> [Data supplied]:

* * * * * * * * *

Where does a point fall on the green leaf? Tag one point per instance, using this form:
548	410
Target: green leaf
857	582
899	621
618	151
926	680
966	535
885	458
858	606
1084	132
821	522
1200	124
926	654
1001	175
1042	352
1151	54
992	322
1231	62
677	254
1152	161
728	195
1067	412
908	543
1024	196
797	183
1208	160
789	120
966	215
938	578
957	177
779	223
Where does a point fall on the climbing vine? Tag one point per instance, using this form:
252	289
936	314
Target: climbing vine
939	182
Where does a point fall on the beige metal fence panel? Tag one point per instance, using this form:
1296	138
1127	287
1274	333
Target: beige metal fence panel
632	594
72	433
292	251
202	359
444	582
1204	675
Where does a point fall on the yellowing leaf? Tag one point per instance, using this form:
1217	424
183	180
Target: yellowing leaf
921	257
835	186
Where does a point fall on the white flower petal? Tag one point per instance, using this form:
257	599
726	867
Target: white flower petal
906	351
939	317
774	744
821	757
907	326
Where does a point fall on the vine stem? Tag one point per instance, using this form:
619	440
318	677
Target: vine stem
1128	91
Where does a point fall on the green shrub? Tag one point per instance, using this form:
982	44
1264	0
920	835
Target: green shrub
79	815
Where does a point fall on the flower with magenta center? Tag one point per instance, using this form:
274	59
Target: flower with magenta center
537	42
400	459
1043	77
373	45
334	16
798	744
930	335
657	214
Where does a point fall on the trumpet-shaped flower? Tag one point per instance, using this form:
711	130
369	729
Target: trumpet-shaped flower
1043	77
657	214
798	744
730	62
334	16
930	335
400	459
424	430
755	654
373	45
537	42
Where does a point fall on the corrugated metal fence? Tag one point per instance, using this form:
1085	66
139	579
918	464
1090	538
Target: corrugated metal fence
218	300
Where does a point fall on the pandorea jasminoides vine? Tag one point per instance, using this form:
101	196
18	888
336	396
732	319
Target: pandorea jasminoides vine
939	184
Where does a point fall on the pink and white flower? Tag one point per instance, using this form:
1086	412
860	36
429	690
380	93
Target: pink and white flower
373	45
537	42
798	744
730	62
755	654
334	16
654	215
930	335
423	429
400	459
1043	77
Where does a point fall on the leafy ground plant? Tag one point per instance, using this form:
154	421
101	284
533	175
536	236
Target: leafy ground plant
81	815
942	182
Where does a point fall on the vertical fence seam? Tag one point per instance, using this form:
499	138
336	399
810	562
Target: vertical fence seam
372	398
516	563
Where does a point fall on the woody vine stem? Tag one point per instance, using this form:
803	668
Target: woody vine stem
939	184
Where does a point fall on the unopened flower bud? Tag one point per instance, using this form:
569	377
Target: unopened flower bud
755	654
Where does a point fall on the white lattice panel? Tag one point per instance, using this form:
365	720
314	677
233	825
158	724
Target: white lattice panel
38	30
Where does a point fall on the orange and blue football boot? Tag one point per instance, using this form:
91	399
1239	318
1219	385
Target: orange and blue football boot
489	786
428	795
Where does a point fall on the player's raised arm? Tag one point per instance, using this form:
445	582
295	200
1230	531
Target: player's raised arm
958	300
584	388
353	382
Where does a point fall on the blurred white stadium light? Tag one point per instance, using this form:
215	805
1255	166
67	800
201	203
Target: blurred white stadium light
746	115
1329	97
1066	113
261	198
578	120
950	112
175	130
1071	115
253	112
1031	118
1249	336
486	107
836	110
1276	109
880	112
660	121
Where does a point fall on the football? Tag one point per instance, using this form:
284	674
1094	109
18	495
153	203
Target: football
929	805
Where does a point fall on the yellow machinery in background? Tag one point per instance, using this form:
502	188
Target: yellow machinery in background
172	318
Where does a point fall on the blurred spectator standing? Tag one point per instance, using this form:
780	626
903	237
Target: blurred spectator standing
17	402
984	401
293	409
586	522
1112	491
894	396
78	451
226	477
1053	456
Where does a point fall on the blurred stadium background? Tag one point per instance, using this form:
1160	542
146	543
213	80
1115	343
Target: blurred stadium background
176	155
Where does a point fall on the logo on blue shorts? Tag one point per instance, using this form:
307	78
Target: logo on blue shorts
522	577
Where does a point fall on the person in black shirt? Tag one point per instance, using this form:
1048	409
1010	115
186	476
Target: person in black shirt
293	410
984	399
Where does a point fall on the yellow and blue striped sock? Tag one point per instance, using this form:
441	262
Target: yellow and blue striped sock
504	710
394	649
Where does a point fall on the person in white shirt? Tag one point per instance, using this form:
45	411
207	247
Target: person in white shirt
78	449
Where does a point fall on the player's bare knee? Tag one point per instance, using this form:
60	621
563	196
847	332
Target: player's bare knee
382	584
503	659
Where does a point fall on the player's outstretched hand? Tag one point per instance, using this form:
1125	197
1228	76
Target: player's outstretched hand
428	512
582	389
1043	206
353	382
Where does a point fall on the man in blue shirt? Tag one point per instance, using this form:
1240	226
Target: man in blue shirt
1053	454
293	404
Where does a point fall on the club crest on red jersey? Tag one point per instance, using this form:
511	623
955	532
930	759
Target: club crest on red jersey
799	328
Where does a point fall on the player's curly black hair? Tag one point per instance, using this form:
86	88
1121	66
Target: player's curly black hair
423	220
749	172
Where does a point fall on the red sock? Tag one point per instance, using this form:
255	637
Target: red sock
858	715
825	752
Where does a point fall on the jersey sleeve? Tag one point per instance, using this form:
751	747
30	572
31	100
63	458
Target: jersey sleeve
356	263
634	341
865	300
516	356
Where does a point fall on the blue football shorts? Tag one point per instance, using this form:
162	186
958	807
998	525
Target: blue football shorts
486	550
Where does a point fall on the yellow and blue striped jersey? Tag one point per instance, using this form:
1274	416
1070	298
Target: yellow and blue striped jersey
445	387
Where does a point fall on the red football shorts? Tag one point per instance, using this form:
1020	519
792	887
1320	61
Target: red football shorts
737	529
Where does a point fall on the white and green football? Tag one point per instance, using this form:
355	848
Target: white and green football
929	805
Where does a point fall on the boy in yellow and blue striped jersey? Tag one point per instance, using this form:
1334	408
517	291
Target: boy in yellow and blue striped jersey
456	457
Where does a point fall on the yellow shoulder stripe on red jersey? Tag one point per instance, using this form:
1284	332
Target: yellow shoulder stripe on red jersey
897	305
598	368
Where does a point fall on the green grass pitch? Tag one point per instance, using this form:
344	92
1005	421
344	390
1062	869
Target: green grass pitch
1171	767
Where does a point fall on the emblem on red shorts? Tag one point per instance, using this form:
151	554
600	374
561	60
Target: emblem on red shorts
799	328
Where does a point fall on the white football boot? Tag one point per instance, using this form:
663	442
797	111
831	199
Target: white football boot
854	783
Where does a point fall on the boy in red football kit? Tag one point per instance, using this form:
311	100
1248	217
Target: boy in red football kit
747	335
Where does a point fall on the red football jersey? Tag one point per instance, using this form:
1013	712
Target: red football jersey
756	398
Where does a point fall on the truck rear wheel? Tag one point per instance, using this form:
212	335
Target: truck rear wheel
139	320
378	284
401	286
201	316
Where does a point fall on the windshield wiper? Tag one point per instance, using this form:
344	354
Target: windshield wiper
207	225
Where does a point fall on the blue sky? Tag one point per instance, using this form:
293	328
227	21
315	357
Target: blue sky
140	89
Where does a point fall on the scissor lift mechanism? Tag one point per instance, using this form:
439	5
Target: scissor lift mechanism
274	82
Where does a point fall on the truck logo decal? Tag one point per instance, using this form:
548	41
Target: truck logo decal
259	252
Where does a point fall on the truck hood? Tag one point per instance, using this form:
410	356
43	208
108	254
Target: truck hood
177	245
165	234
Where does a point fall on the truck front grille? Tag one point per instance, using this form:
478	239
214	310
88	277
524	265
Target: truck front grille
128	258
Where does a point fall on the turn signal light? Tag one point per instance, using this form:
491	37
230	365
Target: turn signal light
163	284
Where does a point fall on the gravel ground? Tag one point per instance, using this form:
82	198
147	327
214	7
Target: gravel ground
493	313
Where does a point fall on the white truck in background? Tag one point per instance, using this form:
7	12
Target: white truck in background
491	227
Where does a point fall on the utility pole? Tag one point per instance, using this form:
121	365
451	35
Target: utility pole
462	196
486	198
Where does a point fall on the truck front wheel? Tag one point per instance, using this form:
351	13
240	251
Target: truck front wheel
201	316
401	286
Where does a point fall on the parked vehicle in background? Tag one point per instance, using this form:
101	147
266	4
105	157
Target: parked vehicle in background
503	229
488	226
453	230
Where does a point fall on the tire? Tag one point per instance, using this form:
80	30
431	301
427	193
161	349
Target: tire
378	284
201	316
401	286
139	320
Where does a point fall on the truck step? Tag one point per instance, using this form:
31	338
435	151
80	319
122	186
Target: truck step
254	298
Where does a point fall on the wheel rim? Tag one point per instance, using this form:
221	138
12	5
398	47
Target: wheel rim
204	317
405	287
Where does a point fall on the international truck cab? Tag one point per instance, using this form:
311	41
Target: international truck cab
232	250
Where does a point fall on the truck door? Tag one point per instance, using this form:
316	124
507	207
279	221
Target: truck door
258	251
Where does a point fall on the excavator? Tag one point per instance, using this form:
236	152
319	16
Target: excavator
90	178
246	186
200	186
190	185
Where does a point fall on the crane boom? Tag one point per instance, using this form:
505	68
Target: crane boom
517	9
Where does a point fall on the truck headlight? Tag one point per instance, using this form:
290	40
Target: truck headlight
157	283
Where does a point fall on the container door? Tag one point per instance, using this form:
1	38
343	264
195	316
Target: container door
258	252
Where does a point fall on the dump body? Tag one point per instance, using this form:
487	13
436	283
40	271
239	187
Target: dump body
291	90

* * * * * * * * *

> [Exercise]: Copy the items above word for word, starting at the line that contains "Where does a point fall on the container" and continuing through the last line of the items.

> [Solution to this task]:
Where does a point fall on the container door? Tag one point per instance, using this form:
1	38
343	264
195	316
Target: container door
258	252
Where does a point fall on the dump body? Tag one point per instance, using this form:
487	13
436	283
40	271
239	187
Target: dump body
291	90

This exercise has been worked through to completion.